Records excerpted from a collection:
<<<<
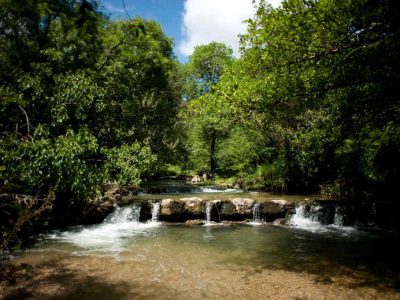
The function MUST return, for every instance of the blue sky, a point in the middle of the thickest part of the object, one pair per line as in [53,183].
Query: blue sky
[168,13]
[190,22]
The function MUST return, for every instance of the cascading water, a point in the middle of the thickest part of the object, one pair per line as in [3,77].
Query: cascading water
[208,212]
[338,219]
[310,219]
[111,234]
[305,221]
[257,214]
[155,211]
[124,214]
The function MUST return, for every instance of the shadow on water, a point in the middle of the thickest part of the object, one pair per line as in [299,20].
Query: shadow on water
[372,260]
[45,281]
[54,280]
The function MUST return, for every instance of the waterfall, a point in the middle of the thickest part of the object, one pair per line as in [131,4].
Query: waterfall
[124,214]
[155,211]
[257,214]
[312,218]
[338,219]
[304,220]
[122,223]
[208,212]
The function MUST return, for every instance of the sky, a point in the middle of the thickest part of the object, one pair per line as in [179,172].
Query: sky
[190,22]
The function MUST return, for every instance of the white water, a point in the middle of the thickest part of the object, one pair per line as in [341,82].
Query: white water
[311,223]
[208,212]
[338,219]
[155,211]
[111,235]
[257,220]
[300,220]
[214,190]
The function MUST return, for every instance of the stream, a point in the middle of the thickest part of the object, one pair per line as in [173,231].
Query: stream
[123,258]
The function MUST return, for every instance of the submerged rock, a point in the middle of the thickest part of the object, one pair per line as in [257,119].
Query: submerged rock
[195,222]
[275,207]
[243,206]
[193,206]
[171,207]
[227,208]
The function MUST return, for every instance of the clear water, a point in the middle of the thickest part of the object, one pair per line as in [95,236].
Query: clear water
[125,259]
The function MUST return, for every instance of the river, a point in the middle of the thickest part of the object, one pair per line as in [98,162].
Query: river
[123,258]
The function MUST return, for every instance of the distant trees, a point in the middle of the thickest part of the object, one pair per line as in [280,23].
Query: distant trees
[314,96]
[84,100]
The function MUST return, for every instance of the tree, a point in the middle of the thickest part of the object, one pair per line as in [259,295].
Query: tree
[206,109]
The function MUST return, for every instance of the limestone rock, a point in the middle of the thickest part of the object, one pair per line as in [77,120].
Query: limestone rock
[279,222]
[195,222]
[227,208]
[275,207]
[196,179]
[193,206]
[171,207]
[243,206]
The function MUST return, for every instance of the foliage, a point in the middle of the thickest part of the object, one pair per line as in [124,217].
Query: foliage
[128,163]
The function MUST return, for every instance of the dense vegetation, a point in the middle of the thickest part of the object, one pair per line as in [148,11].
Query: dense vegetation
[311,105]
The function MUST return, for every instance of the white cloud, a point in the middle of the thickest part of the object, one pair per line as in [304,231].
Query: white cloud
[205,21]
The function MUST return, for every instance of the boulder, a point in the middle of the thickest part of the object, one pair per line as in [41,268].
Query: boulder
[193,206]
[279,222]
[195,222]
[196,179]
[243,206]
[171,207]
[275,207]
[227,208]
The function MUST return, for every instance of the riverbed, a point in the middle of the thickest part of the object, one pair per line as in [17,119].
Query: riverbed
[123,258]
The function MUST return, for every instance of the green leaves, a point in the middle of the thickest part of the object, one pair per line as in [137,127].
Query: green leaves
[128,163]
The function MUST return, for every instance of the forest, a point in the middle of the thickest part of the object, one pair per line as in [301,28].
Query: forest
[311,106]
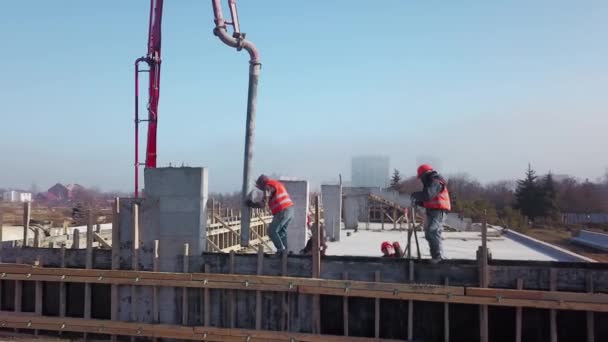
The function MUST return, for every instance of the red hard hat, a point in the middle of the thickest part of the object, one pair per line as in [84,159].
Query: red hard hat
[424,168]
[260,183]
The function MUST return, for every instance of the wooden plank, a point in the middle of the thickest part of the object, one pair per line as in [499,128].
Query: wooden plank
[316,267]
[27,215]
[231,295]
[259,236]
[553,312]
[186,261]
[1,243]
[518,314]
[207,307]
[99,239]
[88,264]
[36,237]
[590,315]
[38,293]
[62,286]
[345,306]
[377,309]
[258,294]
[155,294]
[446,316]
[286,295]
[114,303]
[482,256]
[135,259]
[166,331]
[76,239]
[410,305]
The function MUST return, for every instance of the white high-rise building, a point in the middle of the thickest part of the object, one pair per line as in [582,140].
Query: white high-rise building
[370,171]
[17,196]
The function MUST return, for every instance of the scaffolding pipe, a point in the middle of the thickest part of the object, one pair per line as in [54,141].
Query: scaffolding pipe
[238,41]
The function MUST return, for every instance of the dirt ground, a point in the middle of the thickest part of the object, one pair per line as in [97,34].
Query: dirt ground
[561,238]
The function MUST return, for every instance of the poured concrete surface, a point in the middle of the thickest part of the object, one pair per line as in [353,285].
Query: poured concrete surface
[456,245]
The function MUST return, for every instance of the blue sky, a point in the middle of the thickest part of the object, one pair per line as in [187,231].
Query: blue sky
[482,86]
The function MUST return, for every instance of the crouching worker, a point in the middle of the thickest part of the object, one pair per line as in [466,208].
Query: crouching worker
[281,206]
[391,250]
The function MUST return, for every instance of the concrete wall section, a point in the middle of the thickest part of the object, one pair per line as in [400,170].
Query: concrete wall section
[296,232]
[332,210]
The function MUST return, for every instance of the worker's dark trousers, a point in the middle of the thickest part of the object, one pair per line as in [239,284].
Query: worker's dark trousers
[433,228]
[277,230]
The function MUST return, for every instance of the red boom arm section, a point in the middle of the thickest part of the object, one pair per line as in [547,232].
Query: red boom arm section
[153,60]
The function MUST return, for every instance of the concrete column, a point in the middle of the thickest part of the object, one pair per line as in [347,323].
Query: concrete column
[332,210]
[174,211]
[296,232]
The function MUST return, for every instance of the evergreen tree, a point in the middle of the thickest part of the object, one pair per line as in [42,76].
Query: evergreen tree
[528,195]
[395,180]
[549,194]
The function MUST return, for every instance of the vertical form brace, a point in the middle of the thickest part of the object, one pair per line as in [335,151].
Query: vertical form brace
>>>>
**REQUIREMENT**
If a line in the data above contains the string "vertical", count it; then state only the total.

**ANSWER SECTION**
2